• [Extracted information]:
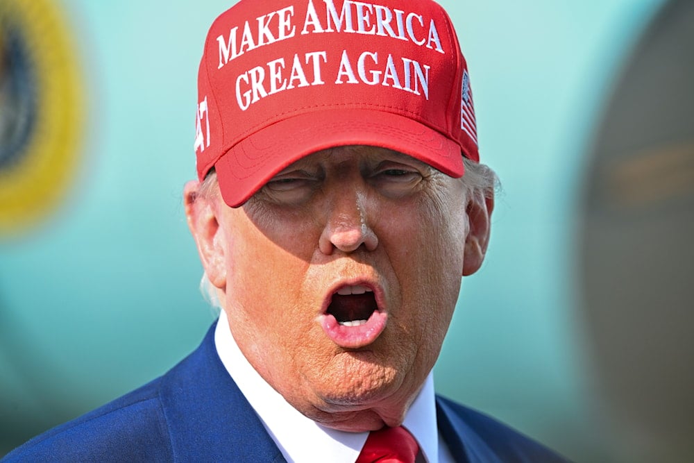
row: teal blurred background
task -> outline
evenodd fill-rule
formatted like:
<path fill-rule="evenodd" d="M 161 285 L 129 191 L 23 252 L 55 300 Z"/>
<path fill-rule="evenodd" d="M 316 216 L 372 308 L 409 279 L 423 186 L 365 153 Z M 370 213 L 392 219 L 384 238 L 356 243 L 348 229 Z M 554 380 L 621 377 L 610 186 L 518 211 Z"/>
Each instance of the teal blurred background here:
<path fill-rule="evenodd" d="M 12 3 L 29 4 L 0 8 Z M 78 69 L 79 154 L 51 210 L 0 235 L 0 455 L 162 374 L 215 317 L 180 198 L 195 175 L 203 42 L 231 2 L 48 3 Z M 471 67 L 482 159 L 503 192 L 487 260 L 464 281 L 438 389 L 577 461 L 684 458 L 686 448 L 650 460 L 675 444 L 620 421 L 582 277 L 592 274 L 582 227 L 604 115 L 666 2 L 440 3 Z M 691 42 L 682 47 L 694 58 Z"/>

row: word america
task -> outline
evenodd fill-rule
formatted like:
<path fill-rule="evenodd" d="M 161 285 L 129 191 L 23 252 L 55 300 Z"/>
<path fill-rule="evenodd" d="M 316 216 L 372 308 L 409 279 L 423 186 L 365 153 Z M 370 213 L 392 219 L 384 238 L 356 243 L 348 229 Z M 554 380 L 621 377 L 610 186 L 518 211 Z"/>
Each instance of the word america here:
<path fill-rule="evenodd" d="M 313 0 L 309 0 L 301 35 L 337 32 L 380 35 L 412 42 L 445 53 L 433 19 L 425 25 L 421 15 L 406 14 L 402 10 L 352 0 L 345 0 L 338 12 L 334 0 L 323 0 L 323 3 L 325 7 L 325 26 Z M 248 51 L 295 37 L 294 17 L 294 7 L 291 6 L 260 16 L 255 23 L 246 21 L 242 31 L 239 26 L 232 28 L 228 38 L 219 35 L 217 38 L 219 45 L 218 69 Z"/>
...
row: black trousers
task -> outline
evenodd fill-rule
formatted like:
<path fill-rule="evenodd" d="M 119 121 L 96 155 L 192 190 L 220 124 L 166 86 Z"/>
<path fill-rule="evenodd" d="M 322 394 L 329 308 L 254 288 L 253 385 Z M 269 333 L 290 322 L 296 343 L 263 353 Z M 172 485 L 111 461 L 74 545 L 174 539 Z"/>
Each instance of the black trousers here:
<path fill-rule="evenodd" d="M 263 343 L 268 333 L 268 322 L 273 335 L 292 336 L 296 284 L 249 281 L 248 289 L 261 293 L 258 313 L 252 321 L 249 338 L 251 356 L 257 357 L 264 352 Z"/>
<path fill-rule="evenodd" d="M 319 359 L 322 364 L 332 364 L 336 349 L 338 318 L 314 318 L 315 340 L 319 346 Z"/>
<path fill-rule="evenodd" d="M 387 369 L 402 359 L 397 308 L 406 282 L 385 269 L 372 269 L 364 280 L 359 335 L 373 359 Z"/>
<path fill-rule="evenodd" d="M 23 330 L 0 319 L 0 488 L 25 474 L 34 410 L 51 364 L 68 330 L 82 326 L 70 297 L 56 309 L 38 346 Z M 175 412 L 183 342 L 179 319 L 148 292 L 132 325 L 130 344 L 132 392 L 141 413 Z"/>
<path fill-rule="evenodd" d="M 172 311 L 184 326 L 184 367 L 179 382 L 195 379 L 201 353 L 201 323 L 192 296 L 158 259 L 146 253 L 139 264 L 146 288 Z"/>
...
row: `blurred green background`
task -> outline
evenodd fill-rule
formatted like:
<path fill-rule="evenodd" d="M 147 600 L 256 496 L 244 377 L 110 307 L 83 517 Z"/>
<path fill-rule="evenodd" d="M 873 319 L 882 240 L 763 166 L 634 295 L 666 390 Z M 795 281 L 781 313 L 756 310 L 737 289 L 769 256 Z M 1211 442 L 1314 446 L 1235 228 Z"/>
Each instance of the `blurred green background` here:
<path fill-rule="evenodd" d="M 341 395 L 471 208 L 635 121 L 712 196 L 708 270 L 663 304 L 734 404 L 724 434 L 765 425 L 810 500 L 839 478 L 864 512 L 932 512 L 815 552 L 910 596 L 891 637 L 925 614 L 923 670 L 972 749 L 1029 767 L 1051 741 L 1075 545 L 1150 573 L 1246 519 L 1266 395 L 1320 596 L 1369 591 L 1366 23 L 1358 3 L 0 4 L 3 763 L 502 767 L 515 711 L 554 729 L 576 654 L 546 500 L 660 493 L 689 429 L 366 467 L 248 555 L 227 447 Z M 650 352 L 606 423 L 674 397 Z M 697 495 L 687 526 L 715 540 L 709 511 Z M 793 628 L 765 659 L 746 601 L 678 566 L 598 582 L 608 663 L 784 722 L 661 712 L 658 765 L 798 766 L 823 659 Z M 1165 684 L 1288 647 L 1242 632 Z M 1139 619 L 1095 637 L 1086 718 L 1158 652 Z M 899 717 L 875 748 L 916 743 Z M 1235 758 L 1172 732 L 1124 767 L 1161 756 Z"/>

• [Given problem]: Copy the lines above unchanged, starting at the line that contains "row: teal blurred background" and stopping after the line that contains "313 0 L 309".

• [Solution]:
row: teal blurred background
task -> outline
evenodd fill-rule
formatted like:
<path fill-rule="evenodd" d="M 161 285 L 129 191 L 23 252 L 55 300 Z"/>
<path fill-rule="evenodd" d="M 316 216 L 372 308 L 409 279 L 423 186 L 365 153 Z M 370 213 L 392 219 L 384 238 L 356 243 L 348 229 Z M 554 380 L 621 377 L 610 186 L 518 211 Z"/>
Each instance of the teal blurred background here:
<path fill-rule="evenodd" d="M 12 3 L 29 4 L 0 8 Z M 78 69 L 79 154 L 51 210 L 0 235 L 0 455 L 162 374 L 215 317 L 180 198 L 195 175 L 203 42 L 231 2 L 48 3 Z M 471 67 L 482 159 L 503 192 L 487 260 L 464 281 L 438 389 L 577 461 L 684 458 L 686 448 L 650 460 L 675 444 L 620 421 L 582 277 L 592 274 L 582 227 L 604 115 L 666 2 L 440 3 Z M 691 42 L 682 47 L 694 58 Z"/>

row: word america
task -> outline
evenodd fill-rule
formatted like:
<path fill-rule="evenodd" d="M 161 285 L 129 191 L 23 252 L 55 300 Z"/>
<path fill-rule="evenodd" d="M 316 216 L 372 308 L 409 279 L 423 186 L 365 153 Z M 370 213 L 392 219 L 384 238 L 356 243 L 348 229 Z M 554 380 L 621 377 L 610 186 L 518 211 Z"/>
Each instance of the word america here:
<path fill-rule="evenodd" d="M 313 0 L 309 0 L 301 35 L 337 32 L 380 35 L 412 42 L 445 53 L 433 19 L 425 25 L 421 15 L 406 14 L 402 10 L 352 0 L 345 0 L 338 12 L 334 0 L 323 0 L 323 3 L 325 7 L 325 26 Z M 248 51 L 295 37 L 294 17 L 294 7 L 291 6 L 260 16 L 255 23 L 246 21 L 242 31 L 239 26 L 232 28 L 228 38 L 219 35 L 217 38 L 219 45 L 218 69 Z"/>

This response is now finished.